-- Begin SOURCE PASSAGE --
Exclusive: Financial Turmoil Forces K-1 To Cancel Show at Arnold Sports Expo at Last Minute
By Joshua Molina
For the past 25 years, the Arnold Sports Expo in Ohio has reigned as one of the biggest athletic events in the world.
Some of the greatest athletes from bodybuilding, weightlifting, boxing and dozens of other sports have shared the stage at the multi-day event, often attended by 200,000 people. The event was named after bodybuilding legend and former California governor and movie star, Arnold Schwarzenegger, who made his first American body building appearances in Ohio.
For much of the Expo’s history, combat sports such as K-1 style kickboxing or Mixed Martial Arts (MMA), have also dazzled and entertained fans. Strikeforce staged an event, headlined by a light heavyweight championship bout between “Feijao” Cavalcante and Dan Henderson, at Nationwide Arena during the weekend of the expo in 2011, and WEC held its 47th event there one year earlier.
But that tradition came to an abrupt end just last week, when K-1, under new ownership, pulled out from the expo at the last minute, stunning the Ohio Athletic Commission, the expo’s promoters and the combat sports community.
“K-1 is done, outta here, over in this country,” said Russ Trapani, a former employee of the original K-1 North America, and the hired promoter of record who was responsible for securing a date for a K-1 live event during the expo weekend this year. “They will never rear their head in this country again.”
-- End SOURCE PASSAGE --
-- Begin INPUT FOR THIS TASK --
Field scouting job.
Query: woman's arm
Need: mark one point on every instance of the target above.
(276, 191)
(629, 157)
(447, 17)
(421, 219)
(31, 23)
-- End INPUT FOR THIS TASK --
-- PROBLEMS --
**a)** Which lines of the entries contain the word "above"? Copy each of them, treating case as significant.
**b)** Can you carry the article about K-1 pulling out of the Arnold Sports Expo further, starting right after its final sentence?

-- EXPECTED RESPONSES --
**a)**
Need: mark one point on every instance of the target above.

**b)**
K-1 pulled out of the show a little more than a week ago. It would have been impossible for expo promoters to scramble to get another live event into the expo at that late stage in the game. The bizarre end comes after Trapani said he had worked tirelessly for months to promote the event and build relationships between K-1, Expo promoters and the Ohio Athletic Commission.
K-1 CEO Andrew Oh would not answer specific questions from Full Contact Fighter, but provided this statement:
“The reasons for K-1 to cancel the event were that there were too many small details that K-1 has not had proper time to prepare for,” Oh said. “If we didn’t address the many challenges of the event, it would have been a disaster and done damage and reputation to the fighters. We take the fighters’ reputations very seriously.”
Bernie Profato, president of Ohio Athletic Commission, however, said K-1 pulled out because they didn’t have the money to follow through with the event.
“They pulled out because of finances,” Profato said. ” They didn’t have the finances set up from the K-1 backers. They got in here and realized they didn’t have the money to cover the expenses for the rooms and I guess the travel and stuff.”
Profato said Trapani did his part, but it was K-1 who pulled the plug at the last minute.
“The promoter did his due diligence,” Profato said. “Russ Trapani – he had the bonds, he had everything set to go. We had the bout sheet ready to go. Everything was a go and, all of a sudden, it fell through. It was the expenses that curtailed everything.”
Trapani was recruited by K-1’s new owner Michael Kim, a Hong Kong businessman, who Trapani says absolutely “doesn’t get the fight game.” He said Oh, whom he likes as an individual, doesn’t understand the fight game either.
K-1, launched in Japan in 1993 by Master Kazuyoshi Ishii, was once a major force in the world of martial arts fighting.
In the early part of the last decade, Trapani worked under former Strikeforce owner and then-head of K-1 North America Scott Coker, who had been hired in 1999 by Ishii and his team to build the K-1 brand in the U.S. Between 2000 and 2007, Coker and his team produced over a dozen K-1 tournaments at Bellagio and Mirage in Las Vegas.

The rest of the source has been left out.